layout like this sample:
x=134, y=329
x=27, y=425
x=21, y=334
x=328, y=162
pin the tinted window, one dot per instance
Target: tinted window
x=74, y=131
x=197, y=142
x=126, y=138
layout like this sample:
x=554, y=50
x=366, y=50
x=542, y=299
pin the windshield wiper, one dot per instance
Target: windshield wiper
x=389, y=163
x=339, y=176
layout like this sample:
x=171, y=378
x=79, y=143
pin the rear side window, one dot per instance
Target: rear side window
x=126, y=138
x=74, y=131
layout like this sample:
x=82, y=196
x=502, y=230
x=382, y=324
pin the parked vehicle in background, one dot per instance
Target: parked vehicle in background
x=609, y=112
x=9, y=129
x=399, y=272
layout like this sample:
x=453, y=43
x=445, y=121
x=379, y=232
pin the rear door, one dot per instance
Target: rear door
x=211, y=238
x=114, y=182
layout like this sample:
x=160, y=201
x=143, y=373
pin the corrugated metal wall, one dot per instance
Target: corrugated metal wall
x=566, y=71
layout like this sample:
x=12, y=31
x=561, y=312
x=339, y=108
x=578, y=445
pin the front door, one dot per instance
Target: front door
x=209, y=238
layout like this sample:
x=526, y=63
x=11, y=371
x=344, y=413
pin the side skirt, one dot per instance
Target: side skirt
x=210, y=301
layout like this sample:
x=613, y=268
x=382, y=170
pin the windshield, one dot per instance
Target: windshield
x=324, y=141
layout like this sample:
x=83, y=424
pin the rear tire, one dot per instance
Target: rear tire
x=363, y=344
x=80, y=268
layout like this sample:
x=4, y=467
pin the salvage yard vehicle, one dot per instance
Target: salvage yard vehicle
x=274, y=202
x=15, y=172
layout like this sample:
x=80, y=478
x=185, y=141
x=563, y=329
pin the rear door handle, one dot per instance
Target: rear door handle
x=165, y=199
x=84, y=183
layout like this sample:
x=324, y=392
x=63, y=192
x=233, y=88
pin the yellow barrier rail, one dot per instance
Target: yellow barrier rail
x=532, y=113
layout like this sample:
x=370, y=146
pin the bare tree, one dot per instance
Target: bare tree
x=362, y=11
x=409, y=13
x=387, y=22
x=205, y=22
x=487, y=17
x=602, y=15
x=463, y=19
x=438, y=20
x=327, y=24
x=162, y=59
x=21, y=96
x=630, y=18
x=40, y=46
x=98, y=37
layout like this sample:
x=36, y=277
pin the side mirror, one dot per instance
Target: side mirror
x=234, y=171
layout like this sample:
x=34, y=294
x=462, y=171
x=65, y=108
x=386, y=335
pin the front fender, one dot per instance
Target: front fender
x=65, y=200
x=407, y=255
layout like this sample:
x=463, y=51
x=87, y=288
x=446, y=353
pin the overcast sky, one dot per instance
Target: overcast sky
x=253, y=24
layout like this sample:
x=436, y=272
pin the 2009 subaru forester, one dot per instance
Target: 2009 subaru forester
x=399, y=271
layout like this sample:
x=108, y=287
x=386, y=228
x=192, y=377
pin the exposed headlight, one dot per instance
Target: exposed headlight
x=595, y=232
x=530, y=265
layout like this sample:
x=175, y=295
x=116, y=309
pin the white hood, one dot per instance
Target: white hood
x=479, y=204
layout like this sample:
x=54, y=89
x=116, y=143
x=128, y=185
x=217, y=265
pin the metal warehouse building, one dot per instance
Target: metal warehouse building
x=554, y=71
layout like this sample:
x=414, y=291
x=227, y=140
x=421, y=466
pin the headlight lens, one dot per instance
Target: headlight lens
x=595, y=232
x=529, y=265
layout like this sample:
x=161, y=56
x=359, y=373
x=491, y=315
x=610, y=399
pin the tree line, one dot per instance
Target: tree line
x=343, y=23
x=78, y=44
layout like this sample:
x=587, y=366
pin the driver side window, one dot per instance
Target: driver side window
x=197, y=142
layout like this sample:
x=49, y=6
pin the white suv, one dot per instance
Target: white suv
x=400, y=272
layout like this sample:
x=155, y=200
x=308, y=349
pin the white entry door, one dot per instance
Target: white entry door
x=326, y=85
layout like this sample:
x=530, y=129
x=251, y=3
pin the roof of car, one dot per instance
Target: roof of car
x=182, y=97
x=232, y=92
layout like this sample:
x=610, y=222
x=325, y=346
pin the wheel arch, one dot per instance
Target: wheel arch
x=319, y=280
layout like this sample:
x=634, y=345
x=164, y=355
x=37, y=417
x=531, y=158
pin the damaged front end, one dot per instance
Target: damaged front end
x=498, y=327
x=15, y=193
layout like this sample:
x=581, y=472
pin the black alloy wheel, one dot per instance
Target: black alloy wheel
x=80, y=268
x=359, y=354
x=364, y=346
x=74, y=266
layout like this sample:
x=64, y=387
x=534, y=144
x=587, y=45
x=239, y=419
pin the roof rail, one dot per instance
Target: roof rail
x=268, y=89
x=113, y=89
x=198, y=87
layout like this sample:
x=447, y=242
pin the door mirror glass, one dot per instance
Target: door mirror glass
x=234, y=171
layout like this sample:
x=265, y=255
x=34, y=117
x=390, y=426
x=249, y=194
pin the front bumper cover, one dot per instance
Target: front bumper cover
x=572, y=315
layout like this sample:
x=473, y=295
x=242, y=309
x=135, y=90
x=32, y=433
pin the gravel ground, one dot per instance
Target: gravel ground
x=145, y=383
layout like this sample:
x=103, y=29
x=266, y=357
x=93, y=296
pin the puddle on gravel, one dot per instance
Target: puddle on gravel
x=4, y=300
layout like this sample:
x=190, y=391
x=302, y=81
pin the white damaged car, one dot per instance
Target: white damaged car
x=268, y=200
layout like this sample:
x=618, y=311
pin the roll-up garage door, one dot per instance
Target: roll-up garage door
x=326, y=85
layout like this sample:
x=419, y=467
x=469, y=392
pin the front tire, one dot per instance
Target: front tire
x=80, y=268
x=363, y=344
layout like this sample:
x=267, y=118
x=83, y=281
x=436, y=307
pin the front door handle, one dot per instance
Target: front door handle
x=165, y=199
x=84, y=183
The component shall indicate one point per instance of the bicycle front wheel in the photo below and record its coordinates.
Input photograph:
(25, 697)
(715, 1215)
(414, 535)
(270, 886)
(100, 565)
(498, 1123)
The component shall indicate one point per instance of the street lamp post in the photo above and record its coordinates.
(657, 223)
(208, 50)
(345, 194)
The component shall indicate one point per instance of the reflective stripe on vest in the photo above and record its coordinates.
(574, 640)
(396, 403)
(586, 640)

▶ THE PROBLEM
So that the data stays intact, repeat all of it exactly.

▶ SOLUTION TO THE EXERCISE
layout like this sample:
x=134, y=329
x=27, y=425
x=21, y=334
x=328, y=162
pin the tinted window, one dot per instance
Target: tinted window
x=74, y=131
x=197, y=142
x=126, y=138
layout like this sample:
x=554, y=50
x=366, y=50
x=542, y=299
pin the windshield wiper, one dot per instance
Target: windshield wiper
x=389, y=163
x=339, y=176
layout like this sample:
x=171, y=378
x=79, y=143
pin the rear side window, one dot per instance
Target: rear side window
x=126, y=138
x=74, y=131
layout like this sample:
x=82, y=196
x=502, y=230
x=382, y=324
pin the parked vehicle in background, one dot per instance
Target: parked vehicle in background
x=609, y=112
x=9, y=129
x=399, y=272
layout like this sample:
x=453, y=43
x=445, y=121
x=379, y=232
pin the rear door, one dot per instance
Target: rear door
x=211, y=238
x=114, y=182
layout like this sample:
x=160, y=201
x=143, y=373
pin the corrugated metal wall, one dot per instance
Target: corrugated metal wall
x=566, y=71
layout like this sample:
x=12, y=31
x=561, y=312
x=339, y=108
x=578, y=445
pin the front door, one dot per instance
Target: front door
x=209, y=238
layout like this sample:
x=526, y=63
x=11, y=371
x=344, y=413
pin the side skirt, one dot per instance
Target: side skirt
x=210, y=301
layout like this sample:
x=613, y=268
x=382, y=170
pin the windshield, one dot per instance
Target: windshield
x=324, y=141
layout like this sample:
x=83, y=424
pin the rear tire, one dot per instance
Target: rear tire
x=363, y=344
x=80, y=268
layout like this sample:
x=4, y=467
pin the salvage yard vehicle, one dot per instance
Target: salvage yard vehicle
x=274, y=202
x=15, y=172
layout like this sample:
x=80, y=478
x=185, y=141
x=563, y=329
pin the rear door handle, one dot per instance
Target: rear door handle
x=165, y=199
x=84, y=183
layout like this sample:
x=324, y=392
x=63, y=192
x=233, y=88
pin the yellow barrier rail, one dot per instance
Target: yellow barrier rail
x=532, y=113
layout like this sample:
x=370, y=146
pin the bare tree, one dot per instance
Target: bare tree
x=362, y=11
x=409, y=13
x=387, y=22
x=205, y=22
x=487, y=17
x=602, y=15
x=463, y=19
x=438, y=20
x=327, y=24
x=162, y=59
x=21, y=96
x=630, y=18
x=40, y=46
x=98, y=37
layout like this sample:
x=36, y=277
pin the side mirror, one dot per instance
Target: side mirror
x=234, y=171
layout like this sample:
x=34, y=294
x=462, y=171
x=65, y=108
x=386, y=335
pin the front fender, one dot per instance
Target: front fender
x=65, y=200
x=407, y=255
layout like this sample:
x=463, y=51
x=87, y=288
x=446, y=353
pin the overcast sky, one dot per instance
Target: overcast sky
x=253, y=24
layout like this sample:
x=436, y=272
pin the 2009 subaru forester, one dot per instance
Target: 2009 subaru forester
x=399, y=271
layout like this sample:
x=108, y=287
x=386, y=228
x=192, y=377
pin the exposed headlight, one dot per instance
Target: exposed headlight
x=595, y=232
x=530, y=265
layout like this sample:
x=175, y=295
x=116, y=309
pin the white hood, one dot per instance
Target: white hood
x=479, y=204
layout like this sample:
x=54, y=89
x=116, y=143
x=128, y=185
x=217, y=265
pin the metal warehouse building, one dot per instance
Target: metal warehouse building
x=554, y=71
layout like this sample:
x=414, y=291
x=227, y=140
x=421, y=466
pin the headlight lens, one dot per instance
Target: headlight lens
x=595, y=232
x=529, y=265
layout like this sample:
x=161, y=56
x=359, y=373
x=491, y=315
x=610, y=399
pin the tree line, one dot per instance
Target: tree line
x=343, y=23
x=78, y=44
layout like this sample:
x=587, y=366
pin the driver side window, one dot per instance
Target: driver side window
x=197, y=142
layout like this sample:
x=49, y=6
pin the white suv, one dot per instance
Target: white suv
x=400, y=272
layout like this sample:
x=155, y=200
x=308, y=349
pin the white entry door, one dot per instance
Target: white entry door
x=326, y=85
layout like this sample:
x=530, y=129
x=251, y=3
pin the roof of car, one dot per instance
Target: roof of car
x=182, y=97
x=232, y=92
layout like this sample:
x=610, y=222
x=325, y=346
pin the wheel arch, one dot per instance
Target: wheel arch
x=319, y=280
layout like this sample:
x=634, y=345
x=164, y=355
x=37, y=417
x=531, y=158
pin the damaged front end, one dot per instance
Target: damaged front end
x=498, y=327
x=15, y=193
layout like this sample:
x=581, y=472
pin the black alloy wheel, one dot per instance
Target: black alloy wheel
x=80, y=268
x=359, y=354
x=364, y=346
x=74, y=266
layout like this sample:
x=64, y=387
x=534, y=144
x=587, y=45
x=239, y=419
pin the roof rail, one dot per instance
Target: roof rail
x=268, y=89
x=113, y=89
x=198, y=87
layout like this sample:
x=447, y=242
pin the door mirror glass, one dot per instance
Target: door mirror glass
x=234, y=171
layout like this sample:
x=265, y=255
x=34, y=117
x=390, y=426
x=249, y=194
pin the front bumper cover, one dot per instance
Target: front bumper cover
x=572, y=315
layout like this sample:
x=473, y=295
x=242, y=309
x=135, y=90
x=32, y=433
pin the gravel ground, one dot per instance
Target: gravel ground
x=145, y=383
layout like this sample:
x=103, y=29
x=266, y=357
x=93, y=296
pin the puddle on gravel, one dot per instance
Target: puddle on gravel
x=4, y=300
layout like this sample:
x=190, y=391
x=302, y=81
pin the white damaged car, one dot per instance
Target: white damaged car
x=268, y=200
layout like this sample:
x=618, y=311
pin the roll-up garage door, one dot per instance
Target: roll-up garage door
x=326, y=85
layout like this sample:
x=419, y=467
x=469, y=392
pin the front tire, one dot per instance
Target: front tire
x=80, y=268
x=363, y=344
layout like this sample:
x=267, y=118
x=83, y=281
x=436, y=307
pin the front door handle, one dot per instance
Target: front door handle
x=165, y=199
x=84, y=183
The component shall indicate one point per instance of the bicycle front wheel in the photo below and record its coordinates.
Input photograph:
(25, 697)
(715, 1215)
(414, 535)
(270, 886)
(100, 565)
(498, 1123)
The component shall indicate one point per instance of the street lamp post in the photo above and record its coordinates.
(657, 223)
(208, 50)
(345, 194)
The component shall indicate one point per instance of the reflective stripe on vest in the photo above and record its coordinates.
(574, 640)
(396, 403)
(586, 640)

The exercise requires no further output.